### TASK REQUIREMENTS
From the peacekeeping reform submission, extract the passage that begins at the words "1. If anything" and stops after "are never articulated.".

### TEXT BLOCK
IRC/16-17/24

(To be tabled 7 September)

 

Submitted by: Dr Norrie Macqueen, Honorary Research Fellow, School of International Relations, University of St Andrews; Formerly Electoral Officer, UN Integrated Mission in Timor-Leste; Member of Editorial Board of The Journal of International Peacekeeping

 

Paper Ref: PSG0014

 

Why is peacekeeping reform repeatedly often on the agenda but then rarely implemented?

 

  1. A fundamental difficulty for the implementation of reform lies in the fact that peacekeeping has no clear location in international law. The term does not appear in the UN Charter and there is no consensus as to which part of it, if any, could be said to cover it. Is peacekeeping embraced by Chapter VI “Pacific Settlement of Disputes”? Or by Chapter VII “Action with Respect to Threats to the Peace, Breaches of the Peace and Acts of Aggression”?  One response to this legal elusiveness has been to claim peacekeeping as a “Chapter VI-and-a-half” activity. But, however droll, this merely illustrates the problem rather than resolving it.  This legal ambiguity around peacekeeping has been useful from time to time as it allows a wide field for the formulation of mandates appropriate to specific conflicts. But it has frequently been a source of conflict within the UN and provides a weak base on which to pursue reform

 

  1. If anything the problem has become more acute as peacekeeping mandates have become increasingly robust over the past twenty years or so. The Security Council resolutions authorising them frequently now make explicit reference to Chapter VII, but the implications of this – including, potentially, full-scale enforcement action under article 42 are never articulated.

### STORED DATA
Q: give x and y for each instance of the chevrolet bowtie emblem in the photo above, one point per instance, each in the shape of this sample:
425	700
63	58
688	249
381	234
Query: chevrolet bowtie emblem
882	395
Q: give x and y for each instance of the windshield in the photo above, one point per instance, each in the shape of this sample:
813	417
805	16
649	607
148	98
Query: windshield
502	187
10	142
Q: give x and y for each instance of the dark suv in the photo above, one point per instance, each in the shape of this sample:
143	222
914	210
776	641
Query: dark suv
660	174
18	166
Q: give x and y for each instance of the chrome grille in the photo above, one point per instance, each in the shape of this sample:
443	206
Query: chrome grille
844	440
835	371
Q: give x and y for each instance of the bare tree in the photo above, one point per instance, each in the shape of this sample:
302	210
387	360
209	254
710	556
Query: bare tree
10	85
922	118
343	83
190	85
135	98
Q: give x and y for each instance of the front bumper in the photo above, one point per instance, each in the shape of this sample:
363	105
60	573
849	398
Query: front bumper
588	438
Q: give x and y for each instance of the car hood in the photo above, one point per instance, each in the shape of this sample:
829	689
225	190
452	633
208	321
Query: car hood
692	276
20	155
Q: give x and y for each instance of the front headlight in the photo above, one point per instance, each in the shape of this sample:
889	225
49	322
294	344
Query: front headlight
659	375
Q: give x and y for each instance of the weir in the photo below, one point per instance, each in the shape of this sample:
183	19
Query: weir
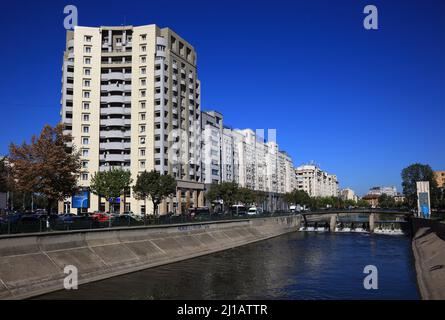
33	264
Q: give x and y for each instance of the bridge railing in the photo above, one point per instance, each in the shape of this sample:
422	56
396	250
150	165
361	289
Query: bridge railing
28	224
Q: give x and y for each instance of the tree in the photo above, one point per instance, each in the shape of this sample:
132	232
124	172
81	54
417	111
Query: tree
111	184
155	186
245	196
46	166
386	201
414	173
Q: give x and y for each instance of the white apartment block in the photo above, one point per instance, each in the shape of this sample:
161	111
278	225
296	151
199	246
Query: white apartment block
255	164
316	182
131	99
348	194
212	137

### SOLUTION
1. If anything the problem has become more acute as peacekeeping mandates have become increasingly robust over the past twenty years or so. The Security Council resolutions authorising them frequently now make explicit reference to Chapter VII, but the implications of this – including, potentially, full-scale enforcement action under article 42 are never articulated.